Set out every line of the listing below as a numbered list, skipping blank lines and leaving out the pictures.
══════════
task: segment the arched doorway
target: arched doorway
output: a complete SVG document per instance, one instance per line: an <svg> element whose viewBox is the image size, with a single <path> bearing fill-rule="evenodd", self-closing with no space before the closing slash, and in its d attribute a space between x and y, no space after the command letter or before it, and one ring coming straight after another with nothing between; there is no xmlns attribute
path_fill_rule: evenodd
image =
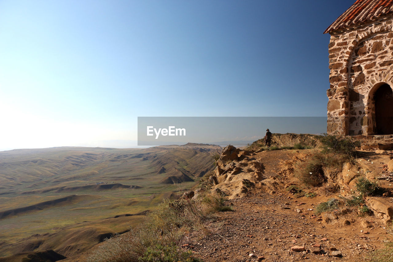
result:
<svg viewBox="0 0 393 262"><path fill-rule="evenodd" d="M377 135L393 134L393 91L387 84L381 85L374 95Z"/></svg>

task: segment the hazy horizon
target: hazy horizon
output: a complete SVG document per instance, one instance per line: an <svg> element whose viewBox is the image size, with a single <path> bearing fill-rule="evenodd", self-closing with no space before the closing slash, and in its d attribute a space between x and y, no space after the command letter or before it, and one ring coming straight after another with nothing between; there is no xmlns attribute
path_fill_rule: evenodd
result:
<svg viewBox="0 0 393 262"><path fill-rule="evenodd" d="M0 150L136 140L138 116L325 116L322 33L353 2L1 1Z"/></svg>

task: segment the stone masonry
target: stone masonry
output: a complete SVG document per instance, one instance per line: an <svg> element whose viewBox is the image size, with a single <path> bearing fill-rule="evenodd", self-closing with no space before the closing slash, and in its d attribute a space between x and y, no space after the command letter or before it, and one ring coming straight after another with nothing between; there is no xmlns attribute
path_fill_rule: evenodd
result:
<svg viewBox="0 0 393 262"><path fill-rule="evenodd" d="M393 87L393 16L329 33L327 133L377 134L375 95Z"/></svg>

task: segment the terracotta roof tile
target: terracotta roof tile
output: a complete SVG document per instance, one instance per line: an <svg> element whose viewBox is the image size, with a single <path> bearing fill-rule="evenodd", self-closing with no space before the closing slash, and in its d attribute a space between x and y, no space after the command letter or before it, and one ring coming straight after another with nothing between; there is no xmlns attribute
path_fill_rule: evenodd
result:
<svg viewBox="0 0 393 262"><path fill-rule="evenodd" d="M357 0L323 33L371 21L391 13L393 0Z"/></svg>

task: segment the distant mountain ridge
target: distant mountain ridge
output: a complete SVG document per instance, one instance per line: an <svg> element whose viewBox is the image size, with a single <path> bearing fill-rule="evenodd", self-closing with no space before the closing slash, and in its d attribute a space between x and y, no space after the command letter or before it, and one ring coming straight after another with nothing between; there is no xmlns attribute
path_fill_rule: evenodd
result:
<svg viewBox="0 0 393 262"><path fill-rule="evenodd" d="M163 198L178 197L179 187L213 169L211 156L222 149L190 143L0 151L0 254L77 256L139 223Z"/></svg>

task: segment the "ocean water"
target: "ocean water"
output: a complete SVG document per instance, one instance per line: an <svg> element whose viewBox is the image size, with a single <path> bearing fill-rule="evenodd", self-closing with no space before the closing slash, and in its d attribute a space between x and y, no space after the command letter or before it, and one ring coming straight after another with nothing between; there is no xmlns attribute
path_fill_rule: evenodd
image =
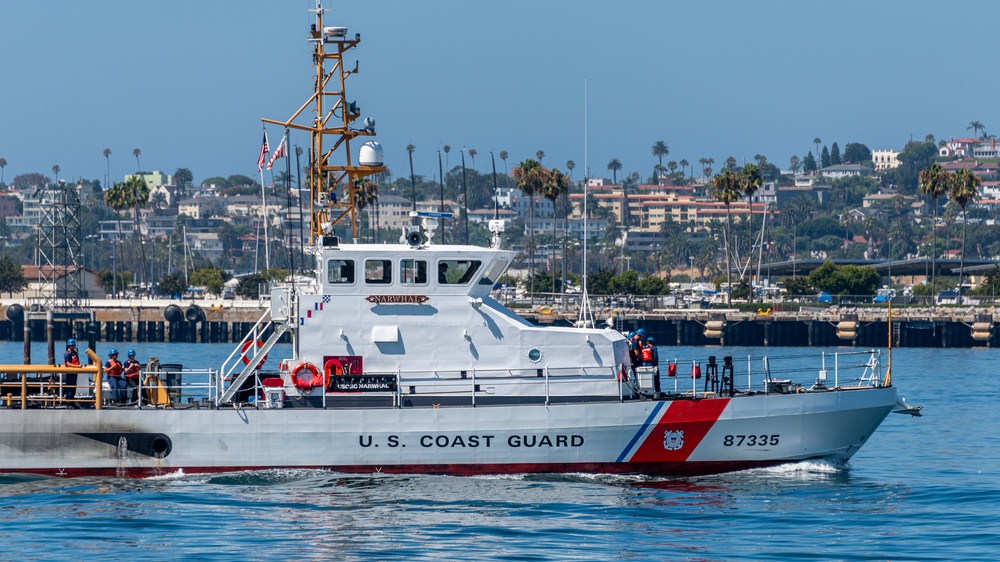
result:
<svg viewBox="0 0 1000 562"><path fill-rule="evenodd" d="M140 358L190 367L217 366L231 351L135 347ZM704 359L762 350L660 351L661 359ZM281 355L272 352L270 361ZM44 348L33 356L44 360ZM21 357L19 345L0 344L0 361ZM894 384L910 404L924 406L924 416L890 415L845 466L804 462L697 478L305 470L0 477L0 553L29 560L996 560L998 360L990 349L897 350Z"/></svg>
══════════
Result:
1. task: segment the arched doorway
2. target: arched doorway
3. output: a complete SVG document per instance, one instance per line: an <svg> element whose viewBox is the image size, with a single <path> bearing fill-rule="evenodd", self-closing with no space before the closing slash, and in its d attribute a space between x and y, no space after the command letter or before it, and one ring coming straight after another with nothing between; there is no xmlns attribute
4. path_fill_rule: evenodd
5. image =
6. result:
7. <svg viewBox="0 0 393 262"><path fill-rule="evenodd" d="M377 135L393 134L393 91L387 84L381 85L374 95Z"/></svg>
8. task: segment the hazy horizon
9. target: hazy horizon
10. output: a complete SVG document per instance, one instance per line: an <svg> element whose viewBox is the image size, with a single <path> bearing fill-rule="evenodd", self-closing with no space before the closing slash, and in its d attribute a space between x and y, no space after the command letter or before it, and one ring coming straight after another with nothing between; there is no xmlns attribute
11. path_fill_rule: evenodd
12. result:
13. <svg viewBox="0 0 393 262"><path fill-rule="evenodd" d="M0 150L136 140L138 116L325 116L322 33L353 2L1 1Z"/></svg>
14. task: segment the stone masonry
15. target: stone masonry
16. output: a complete SVG document per instance, one instance per line: an <svg> element whose viewBox is the image size, with a single <path> bearing fill-rule="evenodd", self-closing with no space before the closing slash, and in its d attribute a space between x and y, no space after the command letter or before it, and one ring coming straight after another with nothing between; there is no xmlns attribute
17. path_fill_rule: evenodd
18. result:
19. <svg viewBox="0 0 393 262"><path fill-rule="evenodd" d="M393 87L393 16L329 33L327 133L377 134L375 95Z"/></svg>
20. task: segment the terracotta roof tile
21. target: terracotta roof tile
22. output: a complete SVG document per instance, one instance per line: an <svg> element whose viewBox is the image size, with a single <path> bearing fill-rule="evenodd", self-closing with no space before the closing slash, and in its d attribute a space between x and y, no space after the command letter or before it, and one ring coming straight after another with nothing between; there is no xmlns attribute
23. path_fill_rule: evenodd
24. result:
25. <svg viewBox="0 0 393 262"><path fill-rule="evenodd" d="M357 0L323 33L371 21L391 13L393 0Z"/></svg>
26. task: segment the distant mountain ridge
27. target: distant mountain ridge
28. output: a complete SVG document per instance, one instance per line: an <svg> element whose viewBox is the image size, with a single <path> bearing fill-rule="evenodd", self-closing with no space before the closing slash, and in its d attribute a space between x and y, no space after the command letter or before it, and one ring coming straight after another with nothing between; there is no xmlns attribute
29. path_fill_rule: evenodd
30. result:
31. <svg viewBox="0 0 393 262"><path fill-rule="evenodd" d="M163 198L178 197L179 187L213 169L211 156L222 149L190 143L0 151L0 254L77 256L139 223Z"/></svg>
32. task: segment the "ocean water"
33. target: "ocean water"
34. output: a complete SVG document per instance, one instance per line: an <svg> element whose viewBox is the image size, with a single <path> bearing fill-rule="evenodd", self-closing with no space before the closing slash, and in its d attribute a space between x and y, no space after the command letter or before it, and one ring coming straight after another with nothing between; there is no xmlns attribute
35. path_fill_rule: evenodd
36. image =
37. result:
38. <svg viewBox="0 0 1000 562"><path fill-rule="evenodd" d="M140 358L190 367L217 366L231 351L135 347ZM704 359L762 350L660 351L661 359ZM281 355L272 352L270 361ZM44 348L33 356L44 360ZM21 357L19 345L0 344L0 361ZM894 384L910 404L924 406L924 416L890 415L845 466L804 462L697 478L305 470L0 477L0 553L29 560L996 560L998 360L990 349L897 350Z"/></svg>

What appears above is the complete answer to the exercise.